>> START Data entries
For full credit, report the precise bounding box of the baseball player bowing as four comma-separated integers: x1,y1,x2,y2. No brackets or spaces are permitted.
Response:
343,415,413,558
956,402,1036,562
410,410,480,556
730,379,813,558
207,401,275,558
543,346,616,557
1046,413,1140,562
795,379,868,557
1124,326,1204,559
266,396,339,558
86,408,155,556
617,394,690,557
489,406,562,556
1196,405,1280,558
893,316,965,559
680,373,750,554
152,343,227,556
>> END Data entries
▸ **Problem details**: Copy all of the material above word for word, keeping every line and its order unchanged.

▸ **Exercise solution**:
For full credit, report the precise bounding box of the baseball player bowing as four comma-separated integers: x1,y1,x2,y2. No brackets or spaces are permitted.
Response:
343,415,413,558
956,402,1036,562
410,410,480,556
730,379,813,558
207,401,275,558
543,346,616,557
1046,413,1140,562
795,379,868,557
1124,326,1204,559
266,396,339,558
86,408,155,556
617,394,690,557
489,406,562,556
1196,405,1280,558
893,316,965,559
680,373,750,554
152,343,227,556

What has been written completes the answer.